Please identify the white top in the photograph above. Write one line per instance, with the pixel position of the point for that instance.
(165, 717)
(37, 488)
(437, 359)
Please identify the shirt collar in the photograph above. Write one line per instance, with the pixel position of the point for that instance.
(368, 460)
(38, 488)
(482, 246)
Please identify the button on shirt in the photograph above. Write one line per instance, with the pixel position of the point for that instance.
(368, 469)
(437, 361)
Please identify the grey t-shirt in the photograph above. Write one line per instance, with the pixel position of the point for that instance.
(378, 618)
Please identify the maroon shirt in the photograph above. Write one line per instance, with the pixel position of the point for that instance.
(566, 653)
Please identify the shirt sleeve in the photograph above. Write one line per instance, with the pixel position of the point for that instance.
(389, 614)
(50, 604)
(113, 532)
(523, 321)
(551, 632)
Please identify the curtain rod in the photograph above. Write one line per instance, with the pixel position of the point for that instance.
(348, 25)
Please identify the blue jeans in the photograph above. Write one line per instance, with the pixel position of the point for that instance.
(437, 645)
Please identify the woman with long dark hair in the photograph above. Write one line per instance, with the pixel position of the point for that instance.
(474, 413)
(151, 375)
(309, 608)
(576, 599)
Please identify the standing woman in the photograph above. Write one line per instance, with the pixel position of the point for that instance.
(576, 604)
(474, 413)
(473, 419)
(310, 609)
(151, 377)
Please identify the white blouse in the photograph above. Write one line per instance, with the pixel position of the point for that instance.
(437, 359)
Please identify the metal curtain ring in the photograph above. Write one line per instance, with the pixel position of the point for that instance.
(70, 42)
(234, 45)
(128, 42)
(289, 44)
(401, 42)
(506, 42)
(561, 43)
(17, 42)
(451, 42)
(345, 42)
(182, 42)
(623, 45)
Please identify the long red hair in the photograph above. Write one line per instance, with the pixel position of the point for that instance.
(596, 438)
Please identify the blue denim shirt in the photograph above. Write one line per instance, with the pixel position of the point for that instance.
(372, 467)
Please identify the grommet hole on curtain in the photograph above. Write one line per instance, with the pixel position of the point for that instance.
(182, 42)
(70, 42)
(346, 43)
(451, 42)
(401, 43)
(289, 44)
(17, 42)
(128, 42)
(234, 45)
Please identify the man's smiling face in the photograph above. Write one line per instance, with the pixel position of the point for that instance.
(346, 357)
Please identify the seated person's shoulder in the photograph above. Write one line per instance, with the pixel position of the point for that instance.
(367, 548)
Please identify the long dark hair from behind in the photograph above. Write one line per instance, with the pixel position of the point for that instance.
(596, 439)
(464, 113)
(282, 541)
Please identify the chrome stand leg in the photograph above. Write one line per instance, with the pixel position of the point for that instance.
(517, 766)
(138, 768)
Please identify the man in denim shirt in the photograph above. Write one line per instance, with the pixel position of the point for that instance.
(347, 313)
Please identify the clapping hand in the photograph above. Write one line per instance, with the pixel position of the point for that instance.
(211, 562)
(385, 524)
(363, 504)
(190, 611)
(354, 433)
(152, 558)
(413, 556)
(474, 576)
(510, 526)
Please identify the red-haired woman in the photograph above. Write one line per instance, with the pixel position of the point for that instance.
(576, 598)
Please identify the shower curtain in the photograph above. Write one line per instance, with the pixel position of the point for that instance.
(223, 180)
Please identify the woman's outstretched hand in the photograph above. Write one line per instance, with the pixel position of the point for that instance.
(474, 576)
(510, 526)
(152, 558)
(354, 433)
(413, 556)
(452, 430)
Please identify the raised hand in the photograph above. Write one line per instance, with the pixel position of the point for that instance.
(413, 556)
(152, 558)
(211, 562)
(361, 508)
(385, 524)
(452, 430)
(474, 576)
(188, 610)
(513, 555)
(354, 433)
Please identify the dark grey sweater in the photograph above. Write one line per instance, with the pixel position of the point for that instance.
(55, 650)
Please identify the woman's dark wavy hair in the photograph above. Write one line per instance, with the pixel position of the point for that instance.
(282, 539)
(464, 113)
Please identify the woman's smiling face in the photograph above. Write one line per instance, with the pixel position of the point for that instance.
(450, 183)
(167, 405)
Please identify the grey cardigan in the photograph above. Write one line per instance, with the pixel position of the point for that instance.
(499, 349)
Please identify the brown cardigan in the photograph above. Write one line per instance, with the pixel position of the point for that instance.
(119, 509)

:: Work item ::
Quote every entry exactly.

:: Solution to this problem ::
Please identify the white top in the photograph above. Write one line per instance, with the pixel position of the point for that instance.
(165, 717)
(37, 488)
(437, 359)
Please identify the shirt collar in the photograph above. Write one line per instance, with the pixel position of the point for that instance.
(368, 460)
(38, 488)
(482, 246)
Please identify the button on shirt in the photograph above. Write one line per instance, with the pixel position of the point for that instance.
(368, 469)
(437, 361)
Please identify the grey t-shirt in the photograph above. Write one line per instance, with the pixel position of the point for that instance.
(378, 618)
Please identify the maroon shirt in the photograph above. Write one line per instance, with the pixel position of the point for that instance.
(566, 653)
Please identify the shirt sleeve in the photograph above. Write one line per instance, with the pixel position of the point for that instance.
(389, 614)
(50, 604)
(113, 532)
(523, 321)
(551, 632)
Please identify the curtain rod in the photograph above. Write one line per instance, with the pixel position of the point for that instance.
(348, 25)
Please identify the blue jeans in the photograph above. Write one line per instance, with the pixel position of the point for that instance.
(437, 645)
Please identify the woman with long dark hair in the photograph above. Write one line per instance, with the pixel position of the point for that instance.
(474, 413)
(151, 375)
(309, 608)
(576, 599)
Please identify the standing woman in the photograph above. Write one line per instance, with the pixel position of the point for that instance.
(576, 604)
(474, 413)
(473, 419)
(310, 609)
(151, 377)
Please identify the white blouse in the photograph above. Write one line per instance, with the pixel position of the point for that instance.
(437, 359)
Please identify the metal curtain ring in the photograph above. Write one line per instance, with the pixel position of the point for that instance.
(70, 42)
(234, 45)
(128, 42)
(289, 44)
(401, 42)
(506, 42)
(561, 43)
(17, 42)
(451, 42)
(345, 42)
(182, 42)
(623, 45)
Please identify the long red hair in the photograph above. Write one line per instance, with the pixel position of the point for that instance.
(596, 438)
Please identify the blue denim shirt in the photograph above. Write one line per instance, with the pixel position of the point for that instance.
(372, 467)
Please identify the grommet hole on curtain in the photograph above. Write one line per instance, with the pixel position of the point for that instance.
(182, 42)
(70, 42)
(346, 43)
(451, 42)
(401, 43)
(289, 44)
(17, 42)
(128, 42)
(234, 45)
Please identify the man's smiling face in the photograph above. Write one line per instance, with the pixel position of the point for that instance.
(346, 357)
Please identify the seated person's shoulder in the photograph above. Write one line per instance, with the pixel position of the point for that instance.
(367, 548)
Please identify the long dark hair from behind in the photograph above. Write one line per instance, with the pixel position of the point for that instance.
(596, 439)
(464, 113)
(282, 541)
Please identify the chrome stand leg in the photograph above. Write one line per instance, with the pixel position of the point for that instance.
(517, 766)
(138, 768)
Please identify the man in denim shirt in the photograph above. Write one line per instance, with the pixel position of the point for that instance.
(347, 313)
Please identify the clapping hand in the photograph above. Write one line per instance, with the pixel position of the point for that instance.
(211, 562)
(385, 524)
(363, 504)
(190, 611)
(354, 433)
(152, 558)
(413, 556)
(474, 576)
(510, 526)
Please identify the red-haired woman in the photograph above. Write one line per instance, with the pixel position of the point for that instance.
(576, 598)
Please identify the shower curtain in the photograph above. Write one line per instance, with the pixel position of the point for that instance.
(223, 180)
Please identify the woman's outstretched hand in the photograph above. Write one line per instance, with the pixel position of the point for that instance.
(474, 576)
(510, 526)
(152, 558)
(354, 433)
(413, 556)
(452, 430)
Please identify the raised hand in the photograph above. Write one line per instance, with the pixel position of the point for that instance.
(413, 556)
(152, 558)
(211, 562)
(361, 508)
(385, 524)
(452, 430)
(474, 576)
(188, 610)
(513, 555)
(354, 433)
Please identify the dark grey sweater in the photograph above. Write one line per instance, with the pixel position of the point for that instance.
(55, 650)
Please identify the woman's dark wavy hair in the photograph above. Write one line per instance, with the pixel position of the point for that instance.
(282, 539)
(464, 113)
Please identify the woman's smiling face in the photograph above. Write one line per instance, with the pixel position of the point for that instance.
(450, 183)
(167, 405)
Please identify the grey cardigan in the photograph above. Write one line per instance, with the pixel position of the point for that instance.
(499, 349)
Please identify the brown cardigan in the photograph above. Write one line per instance, with the pixel position of the point for that instance.
(119, 509)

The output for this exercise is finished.